* [GOAL]: Quote, without any change, the line that contains "Objective — a point for each instance of the low" and all lines that follow it to the end of the data below.

##### DATA FOR PROCESSING #####

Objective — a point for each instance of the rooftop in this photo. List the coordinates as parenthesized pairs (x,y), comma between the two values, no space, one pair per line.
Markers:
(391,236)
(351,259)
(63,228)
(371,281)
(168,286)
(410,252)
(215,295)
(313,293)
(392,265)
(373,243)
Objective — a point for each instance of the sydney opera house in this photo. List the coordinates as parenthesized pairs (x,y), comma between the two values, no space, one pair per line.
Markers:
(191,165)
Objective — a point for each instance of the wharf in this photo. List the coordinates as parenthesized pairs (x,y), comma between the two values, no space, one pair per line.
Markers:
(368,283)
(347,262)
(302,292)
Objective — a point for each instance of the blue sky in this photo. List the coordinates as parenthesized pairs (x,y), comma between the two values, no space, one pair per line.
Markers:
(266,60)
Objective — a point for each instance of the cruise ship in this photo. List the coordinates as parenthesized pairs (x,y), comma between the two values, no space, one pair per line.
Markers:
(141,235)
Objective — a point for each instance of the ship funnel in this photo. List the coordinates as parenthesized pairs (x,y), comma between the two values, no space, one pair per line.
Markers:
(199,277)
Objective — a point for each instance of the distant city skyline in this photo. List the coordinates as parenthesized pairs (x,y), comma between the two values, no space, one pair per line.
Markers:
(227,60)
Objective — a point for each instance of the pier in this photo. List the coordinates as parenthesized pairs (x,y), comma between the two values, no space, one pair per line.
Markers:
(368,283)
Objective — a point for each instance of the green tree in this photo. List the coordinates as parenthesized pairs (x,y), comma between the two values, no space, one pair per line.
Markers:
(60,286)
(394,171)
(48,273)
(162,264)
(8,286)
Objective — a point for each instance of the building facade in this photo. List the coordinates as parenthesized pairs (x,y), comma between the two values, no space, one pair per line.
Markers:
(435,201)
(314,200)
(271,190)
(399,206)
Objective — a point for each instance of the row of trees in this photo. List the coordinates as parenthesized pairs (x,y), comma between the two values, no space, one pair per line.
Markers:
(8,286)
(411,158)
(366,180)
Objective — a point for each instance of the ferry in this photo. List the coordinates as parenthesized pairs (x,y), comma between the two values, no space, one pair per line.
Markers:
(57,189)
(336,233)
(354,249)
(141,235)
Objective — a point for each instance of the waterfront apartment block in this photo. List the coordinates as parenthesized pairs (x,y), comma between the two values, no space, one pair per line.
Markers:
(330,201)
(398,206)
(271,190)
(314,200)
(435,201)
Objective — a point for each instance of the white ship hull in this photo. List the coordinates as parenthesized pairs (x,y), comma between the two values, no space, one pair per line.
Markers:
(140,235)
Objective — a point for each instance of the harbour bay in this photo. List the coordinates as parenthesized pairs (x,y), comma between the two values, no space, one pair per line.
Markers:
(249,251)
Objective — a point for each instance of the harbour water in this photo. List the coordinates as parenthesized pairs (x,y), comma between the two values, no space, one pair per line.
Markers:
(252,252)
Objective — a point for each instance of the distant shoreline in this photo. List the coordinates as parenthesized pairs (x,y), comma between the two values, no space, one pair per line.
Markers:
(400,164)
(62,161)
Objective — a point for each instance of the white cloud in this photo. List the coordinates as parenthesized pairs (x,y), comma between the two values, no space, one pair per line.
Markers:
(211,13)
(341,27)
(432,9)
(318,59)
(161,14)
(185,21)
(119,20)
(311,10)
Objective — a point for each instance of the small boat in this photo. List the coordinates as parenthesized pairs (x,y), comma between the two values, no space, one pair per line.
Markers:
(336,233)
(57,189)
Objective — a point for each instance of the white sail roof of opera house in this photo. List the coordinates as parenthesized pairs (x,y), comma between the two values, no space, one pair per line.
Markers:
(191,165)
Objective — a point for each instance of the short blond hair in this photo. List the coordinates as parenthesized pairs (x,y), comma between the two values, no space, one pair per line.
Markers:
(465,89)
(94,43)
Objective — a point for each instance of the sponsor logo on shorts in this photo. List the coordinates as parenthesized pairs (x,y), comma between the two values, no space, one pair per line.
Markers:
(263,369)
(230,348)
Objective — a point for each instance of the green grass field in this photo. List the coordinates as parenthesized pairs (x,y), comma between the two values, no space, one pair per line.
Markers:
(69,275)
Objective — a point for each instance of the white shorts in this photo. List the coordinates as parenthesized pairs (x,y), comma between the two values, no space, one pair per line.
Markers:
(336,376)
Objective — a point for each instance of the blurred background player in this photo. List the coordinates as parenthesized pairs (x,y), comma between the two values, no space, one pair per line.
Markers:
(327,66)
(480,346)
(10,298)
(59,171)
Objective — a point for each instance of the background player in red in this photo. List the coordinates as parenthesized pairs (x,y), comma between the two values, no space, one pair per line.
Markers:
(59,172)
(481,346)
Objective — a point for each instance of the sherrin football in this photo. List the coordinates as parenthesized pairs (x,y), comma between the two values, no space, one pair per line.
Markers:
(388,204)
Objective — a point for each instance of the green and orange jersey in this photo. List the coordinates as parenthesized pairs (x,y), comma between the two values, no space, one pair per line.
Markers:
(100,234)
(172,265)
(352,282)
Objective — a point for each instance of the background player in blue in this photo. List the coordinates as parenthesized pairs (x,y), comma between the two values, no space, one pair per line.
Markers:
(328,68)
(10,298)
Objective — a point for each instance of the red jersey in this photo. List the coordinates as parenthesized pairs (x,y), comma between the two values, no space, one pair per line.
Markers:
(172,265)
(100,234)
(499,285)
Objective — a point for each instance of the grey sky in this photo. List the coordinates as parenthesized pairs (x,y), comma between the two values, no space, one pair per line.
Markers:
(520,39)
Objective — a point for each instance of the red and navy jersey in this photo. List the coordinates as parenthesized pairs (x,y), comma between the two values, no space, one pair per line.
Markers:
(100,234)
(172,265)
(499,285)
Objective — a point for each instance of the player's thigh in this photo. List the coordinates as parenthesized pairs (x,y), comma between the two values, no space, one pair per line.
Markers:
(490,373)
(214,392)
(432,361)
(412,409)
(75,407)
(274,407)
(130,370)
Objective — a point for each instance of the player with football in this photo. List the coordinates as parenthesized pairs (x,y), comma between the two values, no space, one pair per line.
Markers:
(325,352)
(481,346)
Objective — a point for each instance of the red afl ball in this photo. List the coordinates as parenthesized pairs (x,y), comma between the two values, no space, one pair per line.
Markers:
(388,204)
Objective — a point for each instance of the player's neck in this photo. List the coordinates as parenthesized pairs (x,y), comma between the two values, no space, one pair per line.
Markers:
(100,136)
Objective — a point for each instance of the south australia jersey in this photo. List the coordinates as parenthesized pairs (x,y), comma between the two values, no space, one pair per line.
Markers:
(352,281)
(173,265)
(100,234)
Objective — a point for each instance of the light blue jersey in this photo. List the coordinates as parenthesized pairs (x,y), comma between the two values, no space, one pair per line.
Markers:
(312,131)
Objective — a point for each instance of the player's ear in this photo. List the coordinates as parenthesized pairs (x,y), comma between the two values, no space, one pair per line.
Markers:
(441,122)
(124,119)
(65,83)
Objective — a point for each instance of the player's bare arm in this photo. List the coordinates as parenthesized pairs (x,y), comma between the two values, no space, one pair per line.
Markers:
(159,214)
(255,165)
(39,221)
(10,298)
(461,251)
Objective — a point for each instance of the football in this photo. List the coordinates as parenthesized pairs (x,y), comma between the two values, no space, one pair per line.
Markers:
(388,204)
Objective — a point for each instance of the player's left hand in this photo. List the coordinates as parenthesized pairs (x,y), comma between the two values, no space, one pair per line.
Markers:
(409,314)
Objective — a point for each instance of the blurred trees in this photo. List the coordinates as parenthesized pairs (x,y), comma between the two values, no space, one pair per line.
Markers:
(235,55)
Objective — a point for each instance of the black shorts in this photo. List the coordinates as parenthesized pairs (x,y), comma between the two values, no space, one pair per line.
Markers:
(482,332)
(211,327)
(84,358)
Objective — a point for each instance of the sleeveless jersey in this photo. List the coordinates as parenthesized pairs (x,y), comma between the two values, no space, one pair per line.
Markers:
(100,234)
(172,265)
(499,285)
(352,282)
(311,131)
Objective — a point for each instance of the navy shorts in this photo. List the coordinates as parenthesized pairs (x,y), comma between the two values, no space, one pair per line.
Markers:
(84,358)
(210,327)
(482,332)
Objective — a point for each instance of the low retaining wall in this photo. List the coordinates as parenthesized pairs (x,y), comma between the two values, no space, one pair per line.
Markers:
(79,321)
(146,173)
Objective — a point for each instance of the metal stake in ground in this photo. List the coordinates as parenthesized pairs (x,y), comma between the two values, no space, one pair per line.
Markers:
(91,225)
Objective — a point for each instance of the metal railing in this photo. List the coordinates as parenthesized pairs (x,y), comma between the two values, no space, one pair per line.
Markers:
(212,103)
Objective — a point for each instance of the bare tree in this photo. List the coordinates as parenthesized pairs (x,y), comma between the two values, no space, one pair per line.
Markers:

#####

* [EXPECTED ANSWER]:
Objective — a point for each instance of the low retaining wall in this photo. List the coordinates as parenthesized pairs (x,y), comma between the two values, no space, one pair per line.
Markers:
(79,321)
(146,173)
Objective — a point for each instance of the metal stake in ground in this photo. List the coordinates as parenthesized pairs (x,y), comma between the two values, no space, one pair per line.
Markers:
(91,225)
Objective — a point for each instance of the metal railing in this photo. List the coordinates as parenthesized pairs (x,y), comma between the two values, no space, one pair per line.
Markers:
(212,103)
Objective — a point for each instance of the bare tree in this photo. List the coordinates as parenthesized pairs (x,y), comma between the two values, no space, one pair per line.
Markers:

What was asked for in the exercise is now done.